**What to do**
Copy out the source records without changes, from the start through the line containing "62,292,382,452". Leave the pictures out of your copy.

[Source records]

↓↓↓

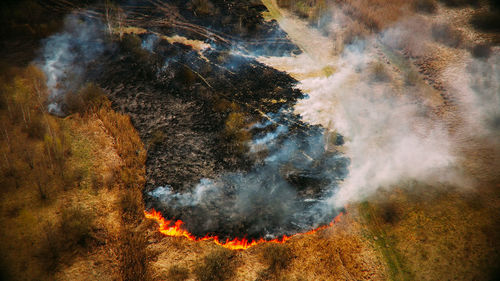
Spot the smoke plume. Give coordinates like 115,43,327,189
37,14,106,115
149,113,348,238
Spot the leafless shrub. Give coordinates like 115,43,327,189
38,207,93,273
194,248,235,281
61,207,93,246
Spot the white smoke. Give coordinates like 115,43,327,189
149,111,348,238
37,14,105,115
259,7,480,207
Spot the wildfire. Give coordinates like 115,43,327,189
144,209,342,250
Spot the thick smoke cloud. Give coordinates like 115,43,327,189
37,14,106,115
259,7,476,207
149,111,348,238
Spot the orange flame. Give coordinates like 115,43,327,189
144,209,343,250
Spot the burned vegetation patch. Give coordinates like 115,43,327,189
82,2,348,239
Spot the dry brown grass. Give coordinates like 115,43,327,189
0,66,148,280
194,248,235,281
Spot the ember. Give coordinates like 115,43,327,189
144,209,343,250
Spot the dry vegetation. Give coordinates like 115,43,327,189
0,66,147,280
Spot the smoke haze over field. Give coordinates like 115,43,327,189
259,3,500,207
39,1,500,238
37,14,105,115
150,110,348,238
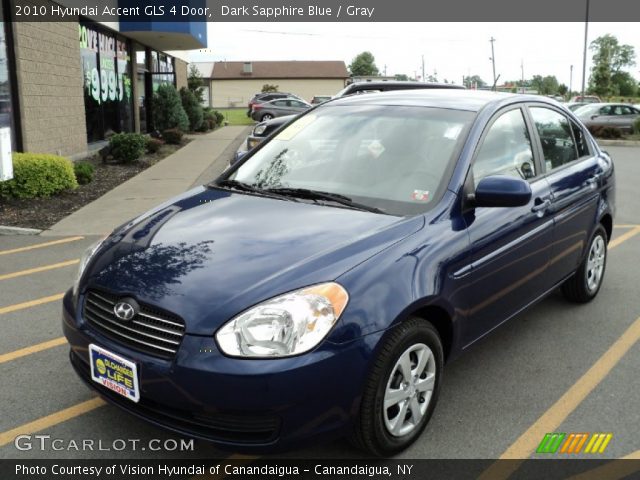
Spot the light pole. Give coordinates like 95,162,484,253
581,0,589,100
489,37,498,90
569,65,573,97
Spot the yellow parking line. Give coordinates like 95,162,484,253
0,293,64,315
609,227,640,250
567,450,640,480
478,317,640,480
0,237,84,255
0,260,80,280
0,337,67,364
0,397,106,447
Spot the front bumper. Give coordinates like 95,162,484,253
62,292,382,452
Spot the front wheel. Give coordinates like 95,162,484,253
351,318,443,456
562,225,607,303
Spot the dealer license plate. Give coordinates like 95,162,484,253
89,344,140,402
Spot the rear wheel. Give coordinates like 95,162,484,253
351,318,443,456
562,225,607,303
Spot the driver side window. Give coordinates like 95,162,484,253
473,108,536,185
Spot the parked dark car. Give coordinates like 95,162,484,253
230,81,464,163
251,98,311,122
569,95,602,103
247,92,302,117
309,95,333,105
63,90,615,456
574,103,640,133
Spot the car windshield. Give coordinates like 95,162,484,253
228,104,475,215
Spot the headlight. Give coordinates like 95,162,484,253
253,123,267,135
73,237,107,297
216,282,349,357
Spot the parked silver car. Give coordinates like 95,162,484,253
251,98,311,122
573,103,640,133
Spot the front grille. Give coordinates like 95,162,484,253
84,291,185,359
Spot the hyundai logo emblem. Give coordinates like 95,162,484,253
113,298,139,322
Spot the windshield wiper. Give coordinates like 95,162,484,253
265,187,386,213
207,178,297,202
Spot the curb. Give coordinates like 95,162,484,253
596,138,640,147
0,225,42,235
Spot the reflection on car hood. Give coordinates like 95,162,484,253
85,189,424,335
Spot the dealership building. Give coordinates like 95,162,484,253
0,0,207,158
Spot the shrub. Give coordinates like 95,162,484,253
153,84,189,131
0,153,78,198
203,109,219,130
180,87,203,132
73,162,95,185
589,126,622,139
162,128,182,145
213,110,224,125
109,133,147,163
147,138,164,153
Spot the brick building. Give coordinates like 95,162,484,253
0,0,206,158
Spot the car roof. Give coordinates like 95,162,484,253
322,88,540,112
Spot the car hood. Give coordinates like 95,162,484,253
83,187,424,335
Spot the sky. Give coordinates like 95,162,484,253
188,22,640,90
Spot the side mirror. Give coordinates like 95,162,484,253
474,175,531,207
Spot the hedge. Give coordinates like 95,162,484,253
0,153,78,198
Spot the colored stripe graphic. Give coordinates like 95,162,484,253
536,433,566,453
536,432,613,455
560,433,589,453
584,433,613,453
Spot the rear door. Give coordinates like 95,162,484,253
529,105,603,283
459,106,553,345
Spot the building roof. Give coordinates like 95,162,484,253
207,60,349,80
191,62,214,78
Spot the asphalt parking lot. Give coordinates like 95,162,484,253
0,147,640,468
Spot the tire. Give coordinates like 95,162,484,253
350,317,443,457
562,225,607,303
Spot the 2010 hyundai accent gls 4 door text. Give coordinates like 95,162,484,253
63,90,614,455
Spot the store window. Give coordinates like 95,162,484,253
79,23,133,142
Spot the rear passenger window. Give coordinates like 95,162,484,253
531,107,588,171
473,108,536,184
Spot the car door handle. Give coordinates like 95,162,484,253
531,198,551,212
584,175,601,186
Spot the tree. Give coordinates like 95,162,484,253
187,64,204,103
589,34,636,97
529,75,560,95
464,75,487,88
180,87,204,132
349,52,380,77
152,83,189,132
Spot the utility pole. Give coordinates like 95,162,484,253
581,0,589,99
489,36,498,90
569,65,573,97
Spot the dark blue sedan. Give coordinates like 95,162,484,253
63,90,615,456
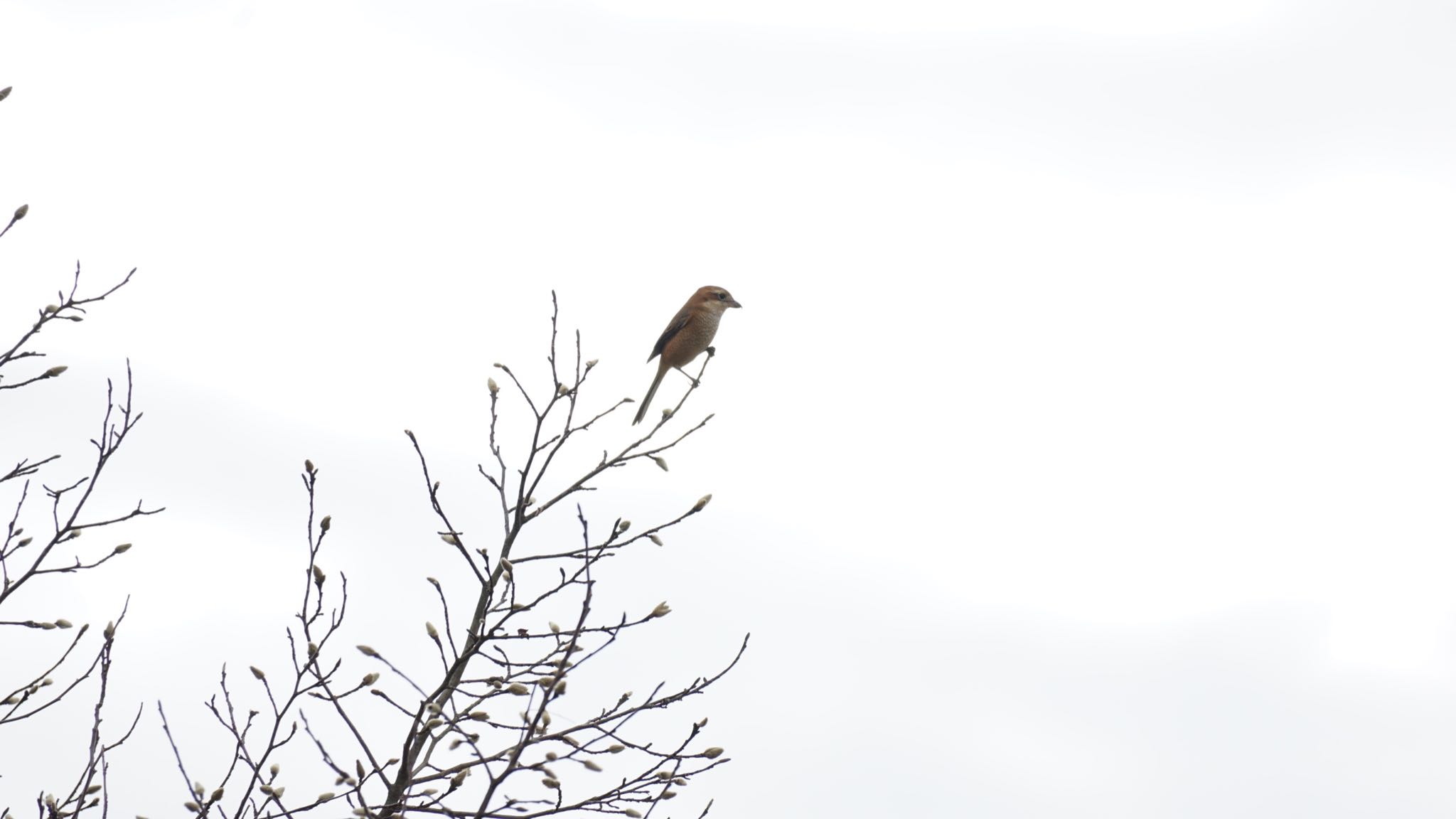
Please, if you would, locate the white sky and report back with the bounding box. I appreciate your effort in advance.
[0,0,1456,818]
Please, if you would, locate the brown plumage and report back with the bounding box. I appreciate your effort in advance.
[632,286,742,424]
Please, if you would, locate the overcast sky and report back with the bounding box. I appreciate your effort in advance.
[0,0,1456,819]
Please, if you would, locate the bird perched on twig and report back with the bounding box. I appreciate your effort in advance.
[632,286,742,424]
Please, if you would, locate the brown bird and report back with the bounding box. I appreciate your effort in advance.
[632,286,742,424]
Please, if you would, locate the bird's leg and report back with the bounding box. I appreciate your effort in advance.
[673,368,702,389]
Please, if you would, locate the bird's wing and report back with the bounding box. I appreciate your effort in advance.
[646,308,693,361]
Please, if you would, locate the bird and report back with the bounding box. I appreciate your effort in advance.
[632,284,742,426]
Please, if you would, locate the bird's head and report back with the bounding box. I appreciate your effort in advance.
[693,284,742,314]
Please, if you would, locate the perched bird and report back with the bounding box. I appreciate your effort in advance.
[632,286,742,424]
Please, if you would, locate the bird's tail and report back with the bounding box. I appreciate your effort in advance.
[632,368,667,427]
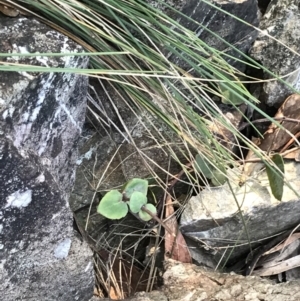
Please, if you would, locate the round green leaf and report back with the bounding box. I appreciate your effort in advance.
[129,191,147,213]
[124,179,148,199]
[139,204,157,222]
[97,190,128,219]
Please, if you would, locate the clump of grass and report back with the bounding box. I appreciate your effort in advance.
[0,0,300,296]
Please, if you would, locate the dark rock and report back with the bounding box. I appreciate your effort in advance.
[0,17,94,301]
[251,0,300,107]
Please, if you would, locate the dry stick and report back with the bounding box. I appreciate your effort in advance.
[239,116,300,131]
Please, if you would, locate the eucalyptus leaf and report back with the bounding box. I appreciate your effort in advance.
[123,178,148,199]
[139,204,157,222]
[97,190,128,219]
[129,191,147,213]
[266,154,284,201]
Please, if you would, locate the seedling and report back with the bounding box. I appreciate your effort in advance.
[97,178,175,236]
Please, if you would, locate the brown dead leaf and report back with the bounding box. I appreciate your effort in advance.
[241,94,300,178]
[165,195,192,263]
[259,94,300,152]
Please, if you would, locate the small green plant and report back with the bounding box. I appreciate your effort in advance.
[97,178,157,221]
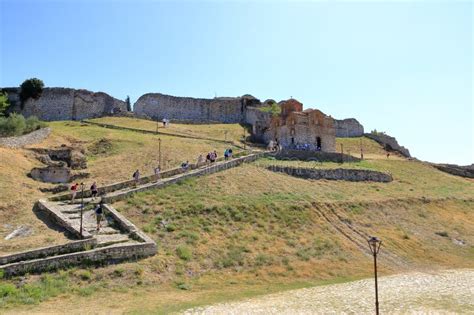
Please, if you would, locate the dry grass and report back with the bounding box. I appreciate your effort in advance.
[0,121,243,254]
[91,117,248,142]
[0,120,474,313]
[0,148,66,255]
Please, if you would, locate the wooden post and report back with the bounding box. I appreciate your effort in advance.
[341,143,344,163]
[158,138,163,172]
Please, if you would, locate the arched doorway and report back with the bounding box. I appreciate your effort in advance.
[316,137,321,151]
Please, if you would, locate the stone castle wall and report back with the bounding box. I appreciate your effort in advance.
[2,88,127,121]
[133,93,260,123]
[267,165,393,183]
[334,118,364,138]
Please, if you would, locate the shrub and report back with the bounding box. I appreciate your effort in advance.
[0,92,10,117]
[20,78,44,105]
[76,270,92,281]
[176,245,193,261]
[24,116,46,133]
[0,113,46,137]
[0,283,17,298]
[435,231,449,237]
[255,254,273,266]
[0,114,26,137]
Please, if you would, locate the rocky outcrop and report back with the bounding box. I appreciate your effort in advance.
[133,93,260,123]
[334,118,364,138]
[2,88,127,121]
[364,133,411,158]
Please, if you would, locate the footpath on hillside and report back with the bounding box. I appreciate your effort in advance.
[184,269,474,315]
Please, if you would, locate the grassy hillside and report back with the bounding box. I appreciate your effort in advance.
[91,117,248,143]
[0,119,474,313]
[0,121,244,255]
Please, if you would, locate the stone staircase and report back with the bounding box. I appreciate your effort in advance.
[0,152,265,276]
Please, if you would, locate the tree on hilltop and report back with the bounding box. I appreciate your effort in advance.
[20,78,44,108]
[125,95,132,112]
[0,92,10,117]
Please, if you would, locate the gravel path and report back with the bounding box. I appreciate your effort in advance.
[185,269,474,314]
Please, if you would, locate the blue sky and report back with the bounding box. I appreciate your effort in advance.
[0,0,474,164]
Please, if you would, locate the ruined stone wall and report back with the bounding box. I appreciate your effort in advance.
[245,107,272,142]
[0,238,97,265]
[364,133,411,158]
[334,118,364,138]
[133,93,246,123]
[3,88,127,121]
[268,165,393,183]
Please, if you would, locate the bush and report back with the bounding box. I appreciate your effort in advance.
[176,245,193,261]
[0,114,26,137]
[20,78,44,105]
[0,113,46,137]
[0,92,10,117]
[24,116,46,133]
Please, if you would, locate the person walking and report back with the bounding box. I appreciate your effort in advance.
[91,182,99,200]
[71,183,79,203]
[95,200,104,231]
[132,169,140,186]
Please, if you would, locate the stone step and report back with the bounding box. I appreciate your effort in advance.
[95,234,131,247]
[85,226,120,235]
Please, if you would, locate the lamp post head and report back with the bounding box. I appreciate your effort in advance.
[367,236,382,255]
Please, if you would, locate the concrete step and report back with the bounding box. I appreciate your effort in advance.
[95,234,131,247]
[85,226,120,235]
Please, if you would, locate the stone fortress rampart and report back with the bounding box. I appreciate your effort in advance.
[1,87,127,121]
[0,87,364,140]
[133,93,260,123]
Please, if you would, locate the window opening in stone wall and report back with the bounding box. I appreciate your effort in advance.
[316,137,321,151]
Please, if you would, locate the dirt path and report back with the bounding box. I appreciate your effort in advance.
[185,269,474,314]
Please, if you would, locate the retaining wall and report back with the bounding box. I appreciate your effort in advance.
[35,199,92,238]
[267,165,393,183]
[0,243,156,277]
[275,149,360,163]
[0,238,97,265]
[102,152,267,203]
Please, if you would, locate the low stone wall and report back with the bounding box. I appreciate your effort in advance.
[0,128,51,149]
[104,204,157,244]
[35,199,92,238]
[0,238,97,265]
[30,166,71,183]
[103,152,267,203]
[0,243,156,277]
[364,133,411,158]
[267,165,393,183]
[49,152,250,201]
[275,149,360,163]
[82,120,239,147]
[334,118,364,138]
[431,164,474,178]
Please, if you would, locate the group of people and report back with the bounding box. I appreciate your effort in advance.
[70,146,241,231]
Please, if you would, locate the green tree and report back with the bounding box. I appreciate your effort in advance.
[20,78,44,106]
[125,95,132,112]
[0,92,10,117]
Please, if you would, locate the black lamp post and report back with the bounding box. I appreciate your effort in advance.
[79,183,84,238]
[367,236,382,315]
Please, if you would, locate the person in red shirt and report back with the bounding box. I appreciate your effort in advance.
[71,183,79,203]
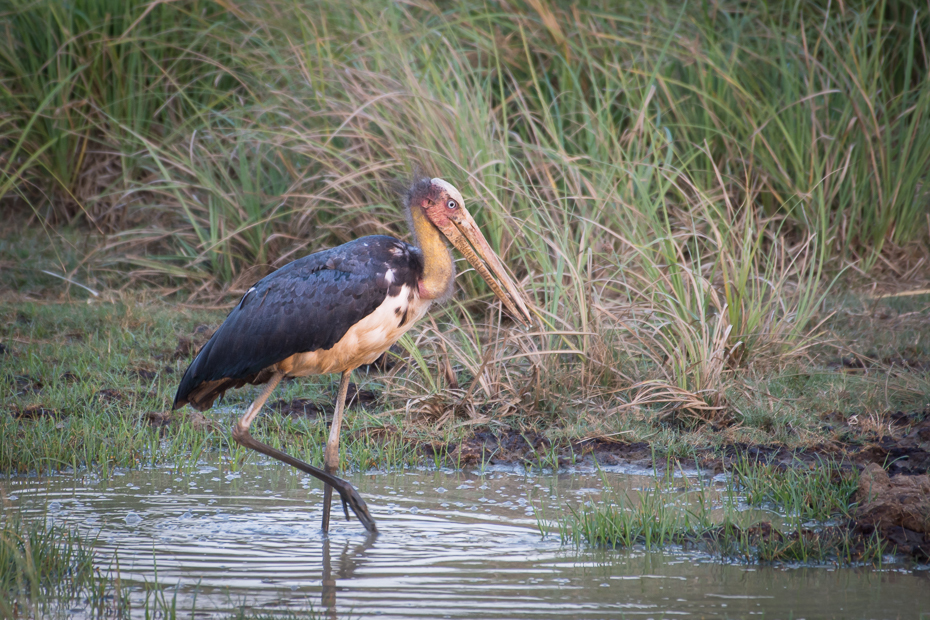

↑↑↑

**Answer to the problem**
Spot the smoke plume. Give coordinates like 115,43,327,189
37,14,106,115
149,113,348,238
Spot the leafless shrub. Give coordinates like 115,43,327,189
38,207,93,273
194,248,235,281
61,207,93,246
Spot the white smoke. Give coordinates like 115,43,327,189
149,111,348,238
37,14,105,115
259,7,480,207
Spot the wildfire. Give coordinates like 115,43,327,189
144,209,342,250
Spot the thick smoke cloud. Give coordinates like 115,43,327,189
37,14,106,115
259,7,476,207
149,111,348,238
Spot the orange flame. Give coordinates like 115,43,327,189
144,209,343,250
Spot the burned vegetation patch. Give coordinates like 115,43,327,189
82,2,348,239
Spot the dry brown grass. Give coordinates like 115,43,327,189
0,66,148,280
194,248,235,281
Spot the ember. Give coordinates like 115,43,327,189
144,209,343,250
Spot the dry vegetation. Give coordinates like 115,43,327,189
0,66,147,280
Spot the smoke haze over field. Give coordinates like 115,43,327,189
259,3,500,207
39,1,500,238
37,14,105,115
150,110,348,238
Spot the light pole. Give coordinates like 95,162,484,253
581,0,589,100
489,37,498,90
569,65,573,97
Spot the yellow parking line. Give coordinates like 95,162,484,253
0,293,64,315
609,227,640,250
567,450,640,480
478,317,640,480
0,237,84,255
0,260,80,280
0,337,67,364
0,397,106,447
Spot the front bumper. Give coordinates like 95,162,484,253
62,292,382,452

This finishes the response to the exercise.